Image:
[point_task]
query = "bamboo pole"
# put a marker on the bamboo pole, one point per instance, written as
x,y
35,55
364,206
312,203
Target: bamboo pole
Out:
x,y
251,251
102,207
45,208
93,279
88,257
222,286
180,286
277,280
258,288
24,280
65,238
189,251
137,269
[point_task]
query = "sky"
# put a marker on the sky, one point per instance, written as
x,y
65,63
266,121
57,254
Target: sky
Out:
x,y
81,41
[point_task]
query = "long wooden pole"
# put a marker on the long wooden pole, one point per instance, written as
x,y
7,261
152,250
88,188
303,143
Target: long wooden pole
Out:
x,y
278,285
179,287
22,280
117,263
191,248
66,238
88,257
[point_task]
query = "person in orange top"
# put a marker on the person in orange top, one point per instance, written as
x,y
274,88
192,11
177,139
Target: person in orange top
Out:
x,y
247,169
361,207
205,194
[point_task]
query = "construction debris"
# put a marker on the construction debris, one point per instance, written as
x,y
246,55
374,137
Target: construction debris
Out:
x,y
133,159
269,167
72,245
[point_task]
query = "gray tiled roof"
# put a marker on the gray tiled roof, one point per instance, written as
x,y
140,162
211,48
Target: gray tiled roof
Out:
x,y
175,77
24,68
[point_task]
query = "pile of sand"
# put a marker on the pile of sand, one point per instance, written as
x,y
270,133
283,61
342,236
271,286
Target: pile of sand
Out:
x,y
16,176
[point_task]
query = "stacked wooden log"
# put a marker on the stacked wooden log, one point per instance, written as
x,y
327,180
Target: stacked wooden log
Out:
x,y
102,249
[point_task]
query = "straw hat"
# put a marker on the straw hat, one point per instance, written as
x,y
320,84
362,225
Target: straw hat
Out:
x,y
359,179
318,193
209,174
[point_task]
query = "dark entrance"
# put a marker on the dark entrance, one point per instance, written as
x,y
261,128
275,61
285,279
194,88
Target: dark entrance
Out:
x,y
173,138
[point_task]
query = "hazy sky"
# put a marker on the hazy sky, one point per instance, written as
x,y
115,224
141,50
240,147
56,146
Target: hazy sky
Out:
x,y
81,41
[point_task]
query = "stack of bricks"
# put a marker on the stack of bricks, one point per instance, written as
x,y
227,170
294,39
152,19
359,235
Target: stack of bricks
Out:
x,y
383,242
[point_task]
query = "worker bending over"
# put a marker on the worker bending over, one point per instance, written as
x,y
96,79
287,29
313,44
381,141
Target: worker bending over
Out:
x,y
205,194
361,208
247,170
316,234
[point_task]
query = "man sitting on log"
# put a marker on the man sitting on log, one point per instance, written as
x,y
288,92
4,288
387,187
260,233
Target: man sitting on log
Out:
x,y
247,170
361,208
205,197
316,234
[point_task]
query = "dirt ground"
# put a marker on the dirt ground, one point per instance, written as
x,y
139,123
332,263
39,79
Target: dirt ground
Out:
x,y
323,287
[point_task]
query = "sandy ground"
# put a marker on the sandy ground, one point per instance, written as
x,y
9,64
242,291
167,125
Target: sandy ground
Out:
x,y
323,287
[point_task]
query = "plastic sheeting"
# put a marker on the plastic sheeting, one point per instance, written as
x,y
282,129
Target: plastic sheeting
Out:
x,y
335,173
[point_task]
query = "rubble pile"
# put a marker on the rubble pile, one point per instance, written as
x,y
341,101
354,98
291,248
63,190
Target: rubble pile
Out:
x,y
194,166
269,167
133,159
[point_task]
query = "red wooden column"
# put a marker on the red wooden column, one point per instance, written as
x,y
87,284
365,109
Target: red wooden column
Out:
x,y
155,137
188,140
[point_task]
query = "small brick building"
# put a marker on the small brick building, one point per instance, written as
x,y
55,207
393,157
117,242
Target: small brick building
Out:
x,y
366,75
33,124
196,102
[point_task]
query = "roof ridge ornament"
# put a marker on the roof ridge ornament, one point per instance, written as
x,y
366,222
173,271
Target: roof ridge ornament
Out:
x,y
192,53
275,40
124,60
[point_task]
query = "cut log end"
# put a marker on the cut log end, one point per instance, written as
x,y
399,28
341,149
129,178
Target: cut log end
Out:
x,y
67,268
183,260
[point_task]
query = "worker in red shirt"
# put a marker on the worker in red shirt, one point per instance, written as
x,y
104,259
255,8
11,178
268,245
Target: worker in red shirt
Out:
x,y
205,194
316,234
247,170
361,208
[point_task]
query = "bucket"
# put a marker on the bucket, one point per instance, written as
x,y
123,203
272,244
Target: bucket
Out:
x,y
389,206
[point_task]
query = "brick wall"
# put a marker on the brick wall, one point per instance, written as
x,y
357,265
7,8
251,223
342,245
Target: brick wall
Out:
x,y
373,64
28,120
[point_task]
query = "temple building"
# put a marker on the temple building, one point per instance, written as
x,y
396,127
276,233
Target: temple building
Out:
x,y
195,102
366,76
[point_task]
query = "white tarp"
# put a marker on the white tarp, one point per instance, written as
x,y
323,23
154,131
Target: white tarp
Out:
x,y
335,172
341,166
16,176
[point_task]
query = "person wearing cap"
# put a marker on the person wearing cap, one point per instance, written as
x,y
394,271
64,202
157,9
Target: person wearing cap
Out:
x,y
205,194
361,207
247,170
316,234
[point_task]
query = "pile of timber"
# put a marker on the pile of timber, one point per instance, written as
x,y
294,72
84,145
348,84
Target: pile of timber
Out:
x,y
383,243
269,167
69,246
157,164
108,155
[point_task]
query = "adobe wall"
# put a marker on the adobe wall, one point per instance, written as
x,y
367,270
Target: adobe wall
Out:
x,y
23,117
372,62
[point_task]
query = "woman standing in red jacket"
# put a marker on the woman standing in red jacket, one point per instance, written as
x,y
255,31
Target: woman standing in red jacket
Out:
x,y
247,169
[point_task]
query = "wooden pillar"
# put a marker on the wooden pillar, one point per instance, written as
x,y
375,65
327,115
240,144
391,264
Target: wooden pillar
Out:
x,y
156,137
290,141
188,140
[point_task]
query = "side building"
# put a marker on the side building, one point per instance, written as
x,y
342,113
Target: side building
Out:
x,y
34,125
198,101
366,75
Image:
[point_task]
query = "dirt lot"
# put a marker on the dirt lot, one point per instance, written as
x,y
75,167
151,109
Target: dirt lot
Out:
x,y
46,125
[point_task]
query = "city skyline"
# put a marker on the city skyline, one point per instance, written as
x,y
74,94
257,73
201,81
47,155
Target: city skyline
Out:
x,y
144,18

● ● ● ● ●

> What to work on: Your task is to quote the listing above word for word.

> Result for this task:
Image:
[point_task]
query = "bamboo pole"
# put a marker on the bamboo pole, one point per instance, written as
x,y
35,55
364,206
312,203
Target: bamboo pole
Out:
x,y
251,251
102,207
45,208
93,279
88,257
222,286
180,286
277,280
258,288
24,280
65,238
189,251
137,269
[point_task]
query = "sky"
# put a marker on the sky, one point per instance, written as
x,y
65,63
266,121
57,254
Target: sky
Out:
x,y
81,41
[point_task]
query = "long wooden pole"
# put a marker on the long wooden pole, one point per instance, written as
x,y
7,261
152,250
88,188
303,143
Target: long wooden pole
Out:
x,y
278,285
179,287
22,280
117,263
191,248
66,238
88,257
[point_task]
query = "person in orange top"
# put a marker on the person in orange top, one point per instance, written as
x,y
274,88
192,11
177,139
Target: person in orange top
Out:
x,y
247,169
361,207
205,194
[point_task]
query = "construction debris"
# put a marker on the construction debris, one point per instance, written as
x,y
246,55
374,137
Target: construction debris
Out:
x,y
133,159
269,167
72,245
[point_task]
query = "gray tiled roof"
# put a marker on the gray tiled roof, one point per instance, written as
x,y
140,162
211,48
Target: gray tiled roof
Out:
x,y
175,77
24,68
[point_task]
query = "pile of sand"
# put a marker on the pile of sand, one point per instance, written as
x,y
270,133
283,61
342,236
271,286
Target: pile of sand
Out:
x,y
16,176
[point_task]
query = "stacked wooden log"
# put a marker on the stacked wooden log, one point per instance, written as
x,y
327,180
Target: stacked wooden log
Out:
x,y
102,249
[point_task]
query = "straw hat"
# put a marker on the straw hat, one point per instance, written as
x,y
320,84
362,225
Target: straw hat
Out:
x,y
359,179
318,193
209,174
[point_task]
query = "dark entrance"
# put a marker on the dark entrance, one point per instance, written as
x,y
261,128
275,61
285,279
194,88
Target: dark entrance
Out:
x,y
173,138
[point_task]
query = "hazy sky"
# put a marker on the hazy sky, one point per instance, written as
x,y
115,224
141,50
240,147
56,146
Target: hazy sky
Out:
x,y
81,41
[point_task]
query = "stack of bricks"
# put a marker on the stack of bricks, one point per instance, written as
x,y
227,170
294,39
152,19
359,235
Target: stack of bricks
Out:
x,y
383,242
[point_task]
query = "worker bending over"
# put a marker on the worker bending over, one point per instance, written as
x,y
96,79
287,29
313,44
381,141
Target: worker bending over
Out:
x,y
205,194
361,208
247,170
316,234
[point_task]
query = "man sitting on log"
# put a marker on the man sitting on log, one point per instance, written as
x,y
288,92
4,288
387,187
260,233
Target: man sitting on log
Out:
x,y
247,170
361,208
205,197
316,234
[point_task]
query = "dirt ground"
# put a marker on the dirt ground, one point per instance, written as
x,y
139,123
332,263
39,79
Target: dirt ground
Out:
x,y
323,287
[point_task]
query = "sandy ground"
# put a marker on the sandy ground, one point per instance, written as
x,y
9,64
242,291
167,125
Target: sandy ground
Out:
x,y
323,287
[point_task]
query = "plastic sheeting"
# put a marker on the plastic sheeting, one point per instance, written as
x,y
282,129
Target: plastic sheeting
Out:
x,y
335,173
[point_task]
query = "rubble pile"
# put a marker on the rubble pile, one point per instance, written as
x,y
341,101
354,98
291,248
63,190
Target: rubble pile
Out:
x,y
194,166
269,167
133,159
[point_task]
query = "red wooden column"
# put a marker on the red wooden column, one point per instance, written as
x,y
87,284
365,109
Target: red wooden column
Out:
x,y
155,137
188,140
[point_task]
query = "small brick building"
# put a marker on the small brick building, one point per instance, written as
x,y
55,207
393,157
117,242
Target: small brick building
Out:
x,y
366,75
33,124
196,102
[point_task]
query = "roof ridge ornament"
# put a marker on the roof ridge ornament, one point per instance, written as
x,y
366,222
173,271
Target: roof ridge ornament
Out:
x,y
192,53
275,40
124,60
[point_task]
query = "cut log end"
# put a marker on the cut log end, one point per instance, written as
x,y
399,28
341,149
129,178
Target: cut log end
Out:
x,y
67,268
183,260
[point_task]
query = "worker in red shirt"
# put a marker on the worker in red shirt, one point per instance, written as
x,y
104,259
255,8
11,178
268,245
Target: worker in red shirt
Out:
x,y
205,194
316,234
247,170
361,208
[point_task]
query = "bucket"
# put a marker on the bucket, one point per instance, written as
x,y
123,203
272,244
Target: bucket
Out:
x,y
389,206
[point_task]
query = "brick wall"
# put a marker on the brick wall, one point per instance, written as
x,y
357,265
7,8
251,223
342,245
Target: brick wall
Out:
x,y
373,64
28,120
[point_task]
query = "temple building"
# put a marker on the temple building, one point per instance, written as
x,y
396,127
276,233
Target: temple building
Out:
x,y
195,102
366,76
[point_task]
query = "white tarp"
# put a marker on the white tarp, one point per instance, written as
x,y
323,23
154,131
Target: white tarp
Out:
x,y
335,172
341,166
16,176
[point_task]
query = "person wearing cap"
# put a marker on the person wearing cap, one point per instance, written as
x,y
394,271
64,202
157,9
Target: person wearing cap
Out:
x,y
205,194
361,207
247,170
316,234
[point_task]
query = "pile of timber"
# put a marker on the pile of timber, one point per instance, written as
x,y
294,72
84,145
348,84
Target: pile of timber
Out:
x,y
383,243
269,167
69,246
157,164
108,155
[point_task]
query = "adobe wall"
# put a marker on the adobe wall, one point per instance, written as
x,y
367,270
Target: adobe wall
Out:
x,y
23,117
372,62
[point_task]
query = "woman standing in red jacket"
# put a marker on the woman standing in red jacket, one point per instance, written as
x,y
255,31
Target: woman standing in red jacket
Out:
x,y
247,169
[point_task]
query = "wooden pillar"
# put a marker on the wooden pillar, one point per instance, written as
x,y
375,65
327,115
240,144
391,264
Target: wooden pillar
Out:
x,y
156,137
290,141
188,140
[point_task]
query = "side building"
# put a marker on the side building, one point per instance, written as
x,y
342,113
Target: side building
Out:
x,y
34,125
198,101
366,75
Image:
[point_task]
query = "dirt lot"
# put a marker on the dirt lot, one point per instance, written as
x,y
75,167
151,109
Target: dirt lot
Out:
x,y
46,125
[point_task]
query = "city skyline"
# put a marker on the city skyline, one point per instance, written as
x,y
74,94
257,73
201,81
47,155
Target: city skyline
Out:
x,y
144,18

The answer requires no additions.